_Text shown_

# Vics with Mbuna



## ccwb333 (Dec 12, 2007)

I was looking at some Mbipia lutea "yala swamp", and was told the do well with mbuna. Saw some Pundamilia nyererei (Ruti Is.) recently for sale. Will either of these do well in a standard 55 gal with mbuna breeding groups? Can Vics cross breed with mbuna? May put them in my 100 gal tank, but was wondering about a smaller tank also. Anything else that the Vics need diffrent than my mbuna? Thanks in advance for any replies.


----------



## ds1196 (Jun 20, 2004)

I've had great success keeping both the lutea and nyererei with mbuna. Hybridization between vics and mbuna is possible, but very unlikely. If it did happen, it should be easy to tell right away. The best way to avoid hybridization is to have plenty of males and females of both species. For example, if you have only male nyererei in a tank with mbuna, they'll be more likely to breed with the mbuna since their own females aren't available.

_Recorded data_
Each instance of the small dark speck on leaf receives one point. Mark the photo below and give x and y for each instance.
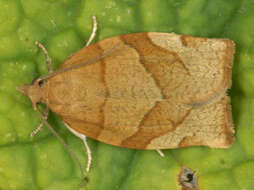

_Parts of the exercise_
A – Quote each sentence ending in a question mark in the first post of the forum thread on keeping Vics with mbuna above the data.
B – Carry on the forum thread about keeping Vics with mbuna from where it stops, before the data.

_Expected answers_
A –
- "Will either of these do well in a standard 55 gal with mbuna breeding groups?"
- "Can Vics cross breed with mbuna?"
- "Anything else that the Vics need diffrent than my mbuna?"

B –
----------



## justin3p0 (Apr 5, 2010)

i have a 55gal with vics and mbuna.....

to tell you the truth one of my vics rules the tank and is a beast is one the mbuna tries to test him i have an all male tank


----------



## bearded lab (Apr 28, 2010)

I am not surprised, the only vics I ever had were nasty! But then again, I didn't provide the best opportunity for success. Learned many lessons from that batch of fish.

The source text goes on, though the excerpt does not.